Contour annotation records

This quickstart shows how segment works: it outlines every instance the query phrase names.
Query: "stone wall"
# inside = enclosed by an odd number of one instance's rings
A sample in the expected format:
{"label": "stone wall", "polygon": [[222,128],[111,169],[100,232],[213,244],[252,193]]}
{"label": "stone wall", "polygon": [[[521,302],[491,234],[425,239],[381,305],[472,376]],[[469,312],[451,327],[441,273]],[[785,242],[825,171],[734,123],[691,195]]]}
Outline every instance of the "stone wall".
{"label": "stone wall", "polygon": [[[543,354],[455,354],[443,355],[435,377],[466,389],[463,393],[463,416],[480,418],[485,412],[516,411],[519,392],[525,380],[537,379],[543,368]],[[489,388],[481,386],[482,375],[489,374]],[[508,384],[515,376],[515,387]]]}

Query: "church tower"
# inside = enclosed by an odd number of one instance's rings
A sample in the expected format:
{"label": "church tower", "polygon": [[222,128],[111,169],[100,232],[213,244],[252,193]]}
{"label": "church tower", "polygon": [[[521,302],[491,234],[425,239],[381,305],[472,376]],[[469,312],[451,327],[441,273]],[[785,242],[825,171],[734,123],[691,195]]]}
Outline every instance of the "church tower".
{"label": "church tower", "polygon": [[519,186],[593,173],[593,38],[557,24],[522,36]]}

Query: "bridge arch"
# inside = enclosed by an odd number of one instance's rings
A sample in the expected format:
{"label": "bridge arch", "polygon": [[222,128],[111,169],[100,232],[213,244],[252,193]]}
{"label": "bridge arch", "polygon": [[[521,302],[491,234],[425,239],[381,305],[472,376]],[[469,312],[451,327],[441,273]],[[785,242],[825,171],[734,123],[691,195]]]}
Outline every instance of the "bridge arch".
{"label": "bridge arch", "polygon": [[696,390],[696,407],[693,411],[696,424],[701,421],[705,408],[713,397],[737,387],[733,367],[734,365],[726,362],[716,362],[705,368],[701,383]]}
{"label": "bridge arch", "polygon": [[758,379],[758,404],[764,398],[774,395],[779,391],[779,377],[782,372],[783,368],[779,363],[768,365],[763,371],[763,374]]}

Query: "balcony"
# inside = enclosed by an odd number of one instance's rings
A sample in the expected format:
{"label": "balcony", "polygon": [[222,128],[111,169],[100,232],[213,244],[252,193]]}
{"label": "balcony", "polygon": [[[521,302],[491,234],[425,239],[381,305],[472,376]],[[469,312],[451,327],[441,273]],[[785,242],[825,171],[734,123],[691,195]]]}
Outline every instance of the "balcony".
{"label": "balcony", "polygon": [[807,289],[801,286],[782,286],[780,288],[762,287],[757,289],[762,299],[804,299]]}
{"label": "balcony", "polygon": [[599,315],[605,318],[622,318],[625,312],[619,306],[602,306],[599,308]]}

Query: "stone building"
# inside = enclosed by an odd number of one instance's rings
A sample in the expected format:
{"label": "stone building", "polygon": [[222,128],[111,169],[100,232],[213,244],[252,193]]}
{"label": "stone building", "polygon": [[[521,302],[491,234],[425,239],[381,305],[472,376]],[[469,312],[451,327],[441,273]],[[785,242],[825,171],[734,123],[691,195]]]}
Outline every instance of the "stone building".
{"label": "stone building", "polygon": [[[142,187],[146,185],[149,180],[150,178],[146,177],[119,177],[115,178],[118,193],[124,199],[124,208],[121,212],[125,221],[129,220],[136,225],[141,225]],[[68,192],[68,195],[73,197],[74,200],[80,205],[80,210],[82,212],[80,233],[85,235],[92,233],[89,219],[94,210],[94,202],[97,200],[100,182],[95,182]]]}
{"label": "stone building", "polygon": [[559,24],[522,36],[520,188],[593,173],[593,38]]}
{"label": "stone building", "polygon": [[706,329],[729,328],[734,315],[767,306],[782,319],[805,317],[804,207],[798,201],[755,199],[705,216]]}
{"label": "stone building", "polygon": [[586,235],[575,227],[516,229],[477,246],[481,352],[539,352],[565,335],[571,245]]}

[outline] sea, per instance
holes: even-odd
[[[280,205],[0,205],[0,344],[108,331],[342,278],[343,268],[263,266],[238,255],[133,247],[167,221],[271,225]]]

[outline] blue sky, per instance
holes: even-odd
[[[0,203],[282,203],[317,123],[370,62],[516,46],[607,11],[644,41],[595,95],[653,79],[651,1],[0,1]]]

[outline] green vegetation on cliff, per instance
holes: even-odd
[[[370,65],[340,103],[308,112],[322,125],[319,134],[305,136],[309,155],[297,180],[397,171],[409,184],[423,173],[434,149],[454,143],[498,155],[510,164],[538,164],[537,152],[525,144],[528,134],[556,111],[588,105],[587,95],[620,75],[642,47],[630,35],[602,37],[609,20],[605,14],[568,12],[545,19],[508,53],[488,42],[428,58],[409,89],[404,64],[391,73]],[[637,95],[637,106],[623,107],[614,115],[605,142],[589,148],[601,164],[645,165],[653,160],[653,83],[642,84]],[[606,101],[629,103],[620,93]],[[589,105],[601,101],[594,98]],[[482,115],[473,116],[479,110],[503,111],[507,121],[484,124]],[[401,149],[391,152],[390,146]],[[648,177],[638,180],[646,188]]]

> Problem to work on:
Retype the listing exactly, in full.

> In response:
This quickstart shows how segment works: it outlines every instance the query phrase names.
Query: "stone wall"
# inside = enclosed by an odd number of one instance's rings
A sample in the expected format:
{"label": "stone wall", "polygon": [[222,128],[111,169],[100,232],[213,244],[252,193]]}
{"label": "stone wall", "polygon": [[[521,302],[491,234],[425,239],[381,305],[472,376]],[[469,312],[451,327],[441,273]],[[785,242],[825,171],[734,123],[691,195]]]}
Outline every instance of the "stone wall".
{"label": "stone wall", "polygon": [[[543,354],[455,354],[443,355],[435,377],[466,389],[463,393],[463,416],[480,418],[485,412],[516,411],[519,392],[525,380],[537,379],[543,368]],[[489,388],[481,386],[482,375],[489,374]],[[508,384],[515,376],[515,387]]]}

Query: "church tower"
# inside = enclosed by an odd number of one instance's rings
A sample in the expected format:
{"label": "church tower", "polygon": [[222,128],[111,169],[100,232],[213,244],[252,193]]}
{"label": "church tower", "polygon": [[[521,302],[491,234],[425,239],[381,305],[472,376]],[[469,312],[451,327],[441,273]],[[785,242],[825,171],[734,123],[691,195]]]}
Outline every instance of the "church tower".
{"label": "church tower", "polygon": [[519,186],[593,173],[593,38],[557,24],[522,36]]}

Query: "bridge arch"
# inside = enclosed by an odd number of one instance's rings
A sample in the expected format:
{"label": "bridge arch", "polygon": [[222,128],[111,169],[100,232],[213,244],[252,193]]}
{"label": "bridge arch", "polygon": [[[521,302],[491,234],[425,239],[381,305],[472,376]],[[469,312],[451,327],[441,273]],[[785,242],[825,171],[734,123],[691,195]]]}
Outline every instance of the "bridge arch".
{"label": "bridge arch", "polygon": [[696,390],[696,407],[693,411],[696,424],[701,421],[705,408],[713,397],[737,387],[733,367],[734,365],[726,362],[716,362],[705,368],[701,383]]}
{"label": "bridge arch", "polygon": [[758,379],[758,404],[764,398],[774,395],[779,391],[779,377],[782,372],[783,368],[779,363],[768,365],[763,371],[763,374]]}

Query: "balcony"
# inside = enclosed by an odd number of one instance's rings
A sample in the expected format:
{"label": "balcony", "polygon": [[222,128],[111,169],[100,232],[213,244],[252,193]]}
{"label": "balcony", "polygon": [[[521,302],[491,234],[425,239],[381,305],[472,376]],[[469,312],[451,327],[441,273]],[[785,242],[825,171],[734,123],[691,195]]]}
Outline every instance of the "balcony".
{"label": "balcony", "polygon": [[807,289],[801,286],[782,286],[780,288],[762,287],[757,289],[762,299],[804,299]]}
{"label": "balcony", "polygon": [[599,315],[605,318],[622,318],[625,312],[619,306],[602,306],[599,308]]}

Query: "stone building"
# inside = enclosed by an odd number of one instance's rings
A sample in the expected format:
{"label": "stone building", "polygon": [[222,128],[111,169],[100,232],[213,244],[252,193]]}
{"label": "stone building", "polygon": [[[521,302],[491,234],[425,239],[381,305],[472,376]],[[469,312],[451,327],[441,273]],[[785,242],[825,171],[734,123],[691,195]]]}
Outline every instance of the "stone building".
{"label": "stone building", "polygon": [[[142,187],[146,185],[149,180],[150,178],[146,177],[119,177],[115,178],[118,193],[124,199],[124,208],[121,212],[125,221],[129,220],[136,225],[141,225]],[[68,192],[68,195],[73,197],[74,200],[80,205],[80,210],[82,212],[80,233],[85,235],[92,233],[89,219],[94,210],[94,202],[97,200],[100,182],[95,182]]]}
{"label": "stone building", "polygon": [[559,24],[522,36],[520,188],[593,173],[593,38]]}
{"label": "stone building", "polygon": [[706,329],[729,328],[734,315],[767,306],[782,319],[805,317],[804,207],[798,201],[755,199],[705,216]]}
{"label": "stone building", "polygon": [[586,235],[575,227],[516,229],[477,246],[481,352],[539,352],[565,335],[571,245]]}

[outline] sea, per instance
holes: even-odd
[[[280,205],[0,205],[0,344],[108,331],[342,278],[343,268],[263,266],[238,255],[133,247],[167,221],[271,225]]]

[outline] blue sky, per instance
holes: even-odd
[[[0,203],[282,203],[317,123],[370,62],[516,46],[607,11],[644,41],[595,95],[653,79],[651,1],[0,1]]]

[outline] green vegetation on cliff, per instance
holes: even-odd
[[[370,65],[340,103],[308,112],[322,125],[319,134],[305,136],[309,155],[297,180],[397,171],[409,184],[423,173],[434,149],[454,143],[498,155],[510,164],[538,164],[537,152],[525,144],[528,134],[556,111],[588,105],[587,95],[620,75],[642,47],[630,35],[602,37],[609,20],[605,14],[568,12],[545,19],[508,53],[488,42],[428,58],[409,89],[404,64],[391,73]],[[637,95],[637,106],[623,107],[614,115],[605,142],[589,148],[601,164],[645,165],[653,160],[653,83],[642,84]],[[606,101],[629,103],[620,93]],[[589,105],[601,101],[594,98]],[[482,115],[473,116],[479,110],[503,111],[507,121],[484,124]],[[401,149],[391,152],[390,146]],[[648,177],[638,180],[646,188]]]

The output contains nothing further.